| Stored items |
· · · · ·
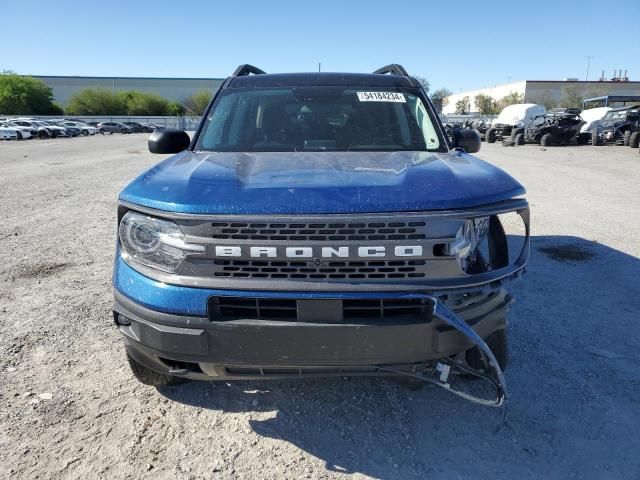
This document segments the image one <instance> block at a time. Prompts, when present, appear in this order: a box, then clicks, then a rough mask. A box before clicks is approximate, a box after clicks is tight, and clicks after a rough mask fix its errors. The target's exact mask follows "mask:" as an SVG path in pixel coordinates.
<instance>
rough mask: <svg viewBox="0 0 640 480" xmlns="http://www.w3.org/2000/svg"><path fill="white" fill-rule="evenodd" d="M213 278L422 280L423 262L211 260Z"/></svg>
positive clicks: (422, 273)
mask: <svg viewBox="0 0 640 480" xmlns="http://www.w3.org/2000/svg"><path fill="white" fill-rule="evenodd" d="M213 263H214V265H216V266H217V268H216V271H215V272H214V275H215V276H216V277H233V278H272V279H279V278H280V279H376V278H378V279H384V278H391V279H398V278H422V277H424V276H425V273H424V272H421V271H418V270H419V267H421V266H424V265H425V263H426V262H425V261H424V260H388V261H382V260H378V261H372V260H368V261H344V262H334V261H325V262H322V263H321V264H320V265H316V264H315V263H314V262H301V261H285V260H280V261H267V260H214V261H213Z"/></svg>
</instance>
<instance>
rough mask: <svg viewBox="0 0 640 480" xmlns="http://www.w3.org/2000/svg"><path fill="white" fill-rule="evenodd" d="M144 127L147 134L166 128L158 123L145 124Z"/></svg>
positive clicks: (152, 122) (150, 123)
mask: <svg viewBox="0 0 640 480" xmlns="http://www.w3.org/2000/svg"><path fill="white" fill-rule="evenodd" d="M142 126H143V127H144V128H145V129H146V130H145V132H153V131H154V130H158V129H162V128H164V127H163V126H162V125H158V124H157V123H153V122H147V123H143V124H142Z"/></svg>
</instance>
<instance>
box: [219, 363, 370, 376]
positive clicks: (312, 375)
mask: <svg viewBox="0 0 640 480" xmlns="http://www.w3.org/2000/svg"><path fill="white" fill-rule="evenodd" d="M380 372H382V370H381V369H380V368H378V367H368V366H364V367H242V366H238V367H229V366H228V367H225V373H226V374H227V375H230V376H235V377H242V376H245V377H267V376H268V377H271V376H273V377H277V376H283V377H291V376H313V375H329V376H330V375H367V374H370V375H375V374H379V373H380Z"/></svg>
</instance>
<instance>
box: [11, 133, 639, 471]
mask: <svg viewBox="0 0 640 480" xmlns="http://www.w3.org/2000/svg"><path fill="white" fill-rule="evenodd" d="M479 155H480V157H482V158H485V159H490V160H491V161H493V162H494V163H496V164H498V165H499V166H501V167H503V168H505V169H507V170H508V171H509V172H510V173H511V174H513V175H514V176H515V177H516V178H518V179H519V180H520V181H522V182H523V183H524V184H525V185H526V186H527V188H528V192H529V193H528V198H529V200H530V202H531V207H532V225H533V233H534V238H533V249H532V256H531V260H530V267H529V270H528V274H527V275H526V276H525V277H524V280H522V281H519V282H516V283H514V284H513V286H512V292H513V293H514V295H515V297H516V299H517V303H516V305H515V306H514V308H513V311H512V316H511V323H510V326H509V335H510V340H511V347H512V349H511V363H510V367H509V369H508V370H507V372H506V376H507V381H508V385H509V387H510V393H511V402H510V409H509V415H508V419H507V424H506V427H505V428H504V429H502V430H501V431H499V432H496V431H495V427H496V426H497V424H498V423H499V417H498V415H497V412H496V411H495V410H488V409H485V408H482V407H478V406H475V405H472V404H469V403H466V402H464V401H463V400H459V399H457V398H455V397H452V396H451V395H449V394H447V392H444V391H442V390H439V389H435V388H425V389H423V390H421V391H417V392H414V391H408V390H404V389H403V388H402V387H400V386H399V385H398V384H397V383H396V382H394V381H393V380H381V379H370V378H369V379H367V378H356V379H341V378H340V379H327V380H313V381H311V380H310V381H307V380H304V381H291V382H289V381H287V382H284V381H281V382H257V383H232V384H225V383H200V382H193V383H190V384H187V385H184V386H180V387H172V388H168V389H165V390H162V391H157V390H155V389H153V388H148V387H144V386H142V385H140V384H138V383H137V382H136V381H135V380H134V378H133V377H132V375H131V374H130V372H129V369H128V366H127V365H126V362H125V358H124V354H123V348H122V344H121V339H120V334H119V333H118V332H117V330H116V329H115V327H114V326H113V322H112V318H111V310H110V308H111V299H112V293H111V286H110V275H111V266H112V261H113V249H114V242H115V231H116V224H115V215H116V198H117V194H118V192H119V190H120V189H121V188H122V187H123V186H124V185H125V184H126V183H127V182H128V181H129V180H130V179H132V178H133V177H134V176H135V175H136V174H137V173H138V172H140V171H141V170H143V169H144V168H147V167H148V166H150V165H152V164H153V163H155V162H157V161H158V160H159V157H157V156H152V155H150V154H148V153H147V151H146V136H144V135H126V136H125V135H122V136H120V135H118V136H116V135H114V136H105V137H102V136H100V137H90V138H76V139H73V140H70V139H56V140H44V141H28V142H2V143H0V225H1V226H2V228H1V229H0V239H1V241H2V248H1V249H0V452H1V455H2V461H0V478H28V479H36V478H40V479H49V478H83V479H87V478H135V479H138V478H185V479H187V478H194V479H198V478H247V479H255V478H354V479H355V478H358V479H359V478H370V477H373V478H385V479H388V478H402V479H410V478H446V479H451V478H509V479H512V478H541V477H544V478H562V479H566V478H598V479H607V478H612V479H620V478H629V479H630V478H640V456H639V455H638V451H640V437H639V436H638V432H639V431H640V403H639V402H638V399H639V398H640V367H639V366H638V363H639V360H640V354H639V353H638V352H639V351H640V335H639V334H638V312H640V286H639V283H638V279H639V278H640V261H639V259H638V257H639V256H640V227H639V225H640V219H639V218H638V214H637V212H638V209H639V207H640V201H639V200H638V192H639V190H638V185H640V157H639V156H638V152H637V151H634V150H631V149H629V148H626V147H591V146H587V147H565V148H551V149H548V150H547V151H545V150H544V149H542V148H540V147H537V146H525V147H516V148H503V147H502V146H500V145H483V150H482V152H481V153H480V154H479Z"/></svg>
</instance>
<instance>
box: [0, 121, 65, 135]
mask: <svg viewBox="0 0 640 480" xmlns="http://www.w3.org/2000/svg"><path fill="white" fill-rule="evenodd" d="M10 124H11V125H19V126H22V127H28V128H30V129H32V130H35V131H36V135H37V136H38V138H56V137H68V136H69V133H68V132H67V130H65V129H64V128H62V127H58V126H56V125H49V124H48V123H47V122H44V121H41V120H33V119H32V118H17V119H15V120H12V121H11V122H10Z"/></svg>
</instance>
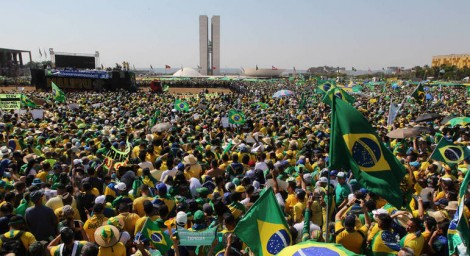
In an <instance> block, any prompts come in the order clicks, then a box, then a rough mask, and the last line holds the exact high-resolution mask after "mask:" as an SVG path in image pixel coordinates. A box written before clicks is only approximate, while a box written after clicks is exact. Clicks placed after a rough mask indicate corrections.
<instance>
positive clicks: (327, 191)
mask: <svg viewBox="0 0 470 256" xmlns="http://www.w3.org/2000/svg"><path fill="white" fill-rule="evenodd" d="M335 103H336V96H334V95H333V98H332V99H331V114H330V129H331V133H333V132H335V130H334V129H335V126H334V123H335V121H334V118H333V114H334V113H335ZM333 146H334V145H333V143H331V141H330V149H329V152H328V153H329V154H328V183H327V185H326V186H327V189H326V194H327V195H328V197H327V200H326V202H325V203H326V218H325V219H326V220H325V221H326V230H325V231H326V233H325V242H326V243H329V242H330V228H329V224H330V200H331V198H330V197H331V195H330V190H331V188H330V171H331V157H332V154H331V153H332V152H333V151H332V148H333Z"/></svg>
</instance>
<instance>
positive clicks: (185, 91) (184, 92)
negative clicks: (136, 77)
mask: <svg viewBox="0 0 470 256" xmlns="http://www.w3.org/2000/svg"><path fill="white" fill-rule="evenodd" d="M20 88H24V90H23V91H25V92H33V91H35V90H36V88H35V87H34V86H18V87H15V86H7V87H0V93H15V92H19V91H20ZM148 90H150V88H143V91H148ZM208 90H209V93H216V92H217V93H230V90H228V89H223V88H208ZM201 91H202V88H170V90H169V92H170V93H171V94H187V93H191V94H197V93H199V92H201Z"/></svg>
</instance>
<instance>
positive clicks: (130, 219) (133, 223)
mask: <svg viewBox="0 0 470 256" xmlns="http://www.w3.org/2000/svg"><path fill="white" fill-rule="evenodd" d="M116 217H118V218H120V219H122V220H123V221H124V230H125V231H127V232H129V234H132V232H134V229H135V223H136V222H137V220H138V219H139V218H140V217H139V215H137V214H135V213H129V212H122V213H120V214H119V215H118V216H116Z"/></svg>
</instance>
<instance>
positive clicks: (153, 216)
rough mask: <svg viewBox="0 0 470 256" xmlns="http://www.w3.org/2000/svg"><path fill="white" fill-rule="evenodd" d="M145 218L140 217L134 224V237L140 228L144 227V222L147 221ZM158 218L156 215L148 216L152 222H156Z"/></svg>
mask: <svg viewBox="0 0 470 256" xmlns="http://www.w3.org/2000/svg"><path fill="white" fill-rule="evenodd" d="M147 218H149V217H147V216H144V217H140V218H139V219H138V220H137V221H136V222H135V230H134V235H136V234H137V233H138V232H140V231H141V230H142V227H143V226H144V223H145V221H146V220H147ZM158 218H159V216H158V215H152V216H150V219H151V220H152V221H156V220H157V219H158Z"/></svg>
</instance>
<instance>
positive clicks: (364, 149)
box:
· · · · ·
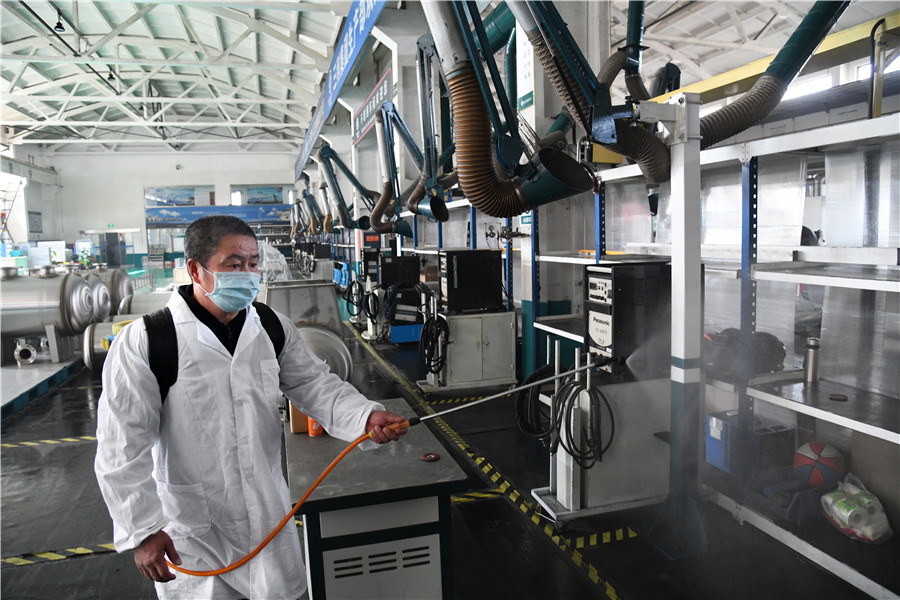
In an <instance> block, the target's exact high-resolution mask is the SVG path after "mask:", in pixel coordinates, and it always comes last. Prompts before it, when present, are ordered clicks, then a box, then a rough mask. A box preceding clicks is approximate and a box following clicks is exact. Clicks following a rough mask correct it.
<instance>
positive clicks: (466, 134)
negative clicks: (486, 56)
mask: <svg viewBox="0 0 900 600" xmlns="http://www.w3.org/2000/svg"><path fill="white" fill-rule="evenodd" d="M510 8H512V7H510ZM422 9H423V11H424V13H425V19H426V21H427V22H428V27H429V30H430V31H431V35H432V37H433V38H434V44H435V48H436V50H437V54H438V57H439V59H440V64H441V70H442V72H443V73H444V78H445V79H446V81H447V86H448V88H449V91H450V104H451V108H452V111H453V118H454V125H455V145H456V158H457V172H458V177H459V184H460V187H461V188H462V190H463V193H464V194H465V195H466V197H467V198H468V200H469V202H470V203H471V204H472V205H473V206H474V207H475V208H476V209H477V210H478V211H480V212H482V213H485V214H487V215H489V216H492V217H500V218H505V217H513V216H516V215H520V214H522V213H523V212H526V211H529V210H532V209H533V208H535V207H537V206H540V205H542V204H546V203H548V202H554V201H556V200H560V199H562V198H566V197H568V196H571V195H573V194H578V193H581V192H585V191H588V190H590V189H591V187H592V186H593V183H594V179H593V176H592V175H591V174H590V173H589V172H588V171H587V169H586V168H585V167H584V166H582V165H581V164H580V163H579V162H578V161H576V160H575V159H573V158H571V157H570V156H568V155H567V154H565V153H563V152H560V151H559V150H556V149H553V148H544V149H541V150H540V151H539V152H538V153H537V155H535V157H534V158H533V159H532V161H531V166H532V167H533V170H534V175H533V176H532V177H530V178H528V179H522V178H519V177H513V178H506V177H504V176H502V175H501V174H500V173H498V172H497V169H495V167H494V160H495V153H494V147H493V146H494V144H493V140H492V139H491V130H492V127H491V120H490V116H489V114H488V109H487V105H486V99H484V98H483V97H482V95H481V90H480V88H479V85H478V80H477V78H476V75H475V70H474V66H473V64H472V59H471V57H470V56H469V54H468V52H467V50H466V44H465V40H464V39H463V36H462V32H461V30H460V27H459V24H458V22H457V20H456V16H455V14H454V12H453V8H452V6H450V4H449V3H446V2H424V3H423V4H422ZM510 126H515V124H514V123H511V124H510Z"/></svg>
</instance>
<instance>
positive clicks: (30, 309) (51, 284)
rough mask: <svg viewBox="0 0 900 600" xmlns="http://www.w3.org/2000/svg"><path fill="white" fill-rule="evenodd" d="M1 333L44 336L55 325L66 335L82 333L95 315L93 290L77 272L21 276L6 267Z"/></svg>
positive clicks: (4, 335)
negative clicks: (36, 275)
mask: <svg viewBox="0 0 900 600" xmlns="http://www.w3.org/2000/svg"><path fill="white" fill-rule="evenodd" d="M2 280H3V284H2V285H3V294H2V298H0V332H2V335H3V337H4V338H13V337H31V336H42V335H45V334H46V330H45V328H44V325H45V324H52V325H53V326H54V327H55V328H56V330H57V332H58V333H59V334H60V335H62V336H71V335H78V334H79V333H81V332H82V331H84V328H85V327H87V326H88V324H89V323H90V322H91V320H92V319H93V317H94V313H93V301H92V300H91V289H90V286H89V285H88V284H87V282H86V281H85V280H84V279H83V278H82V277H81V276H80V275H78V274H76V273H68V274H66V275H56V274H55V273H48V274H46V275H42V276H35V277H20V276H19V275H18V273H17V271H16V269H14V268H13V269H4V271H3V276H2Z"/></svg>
· · · · ·
| DIRECTIONS FOR THIS TASK |
Look through the records for the word "exact". Every line that has it should be copied.

| EXERCISE ANSWER |
This document segments the image one <instance> block at a time. Prompts, when present, appear in this order: a box, then clicks, then a rough mask. A box before clicks is approximate, a box after clicks is tight, and clicks after a rough mask fix its errors. The target's exact mask follows "mask:" as an SVG path in pixel coordinates.
In an <instance> block, any prompts come in the order clicks, then a box, then a rough mask, and the last line holds the exact high-resolution mask after "mask:" as an SVG path in image pixel coordinates. A box written before clicks is only approximate, while a box written after clicks is exact. Clicks placed after a rough mask indicate corrections.
In an <instance> block, the target's exact high-resolution mask is the SVG path after "mask:", in pixel coordinates, and it always comes last. Prompts before it, when present, are ordered clicks, then a box, then a rough mask. A box preceding clicks is approximate and a box following clicks is exact. Clicks following a rough mask correct it.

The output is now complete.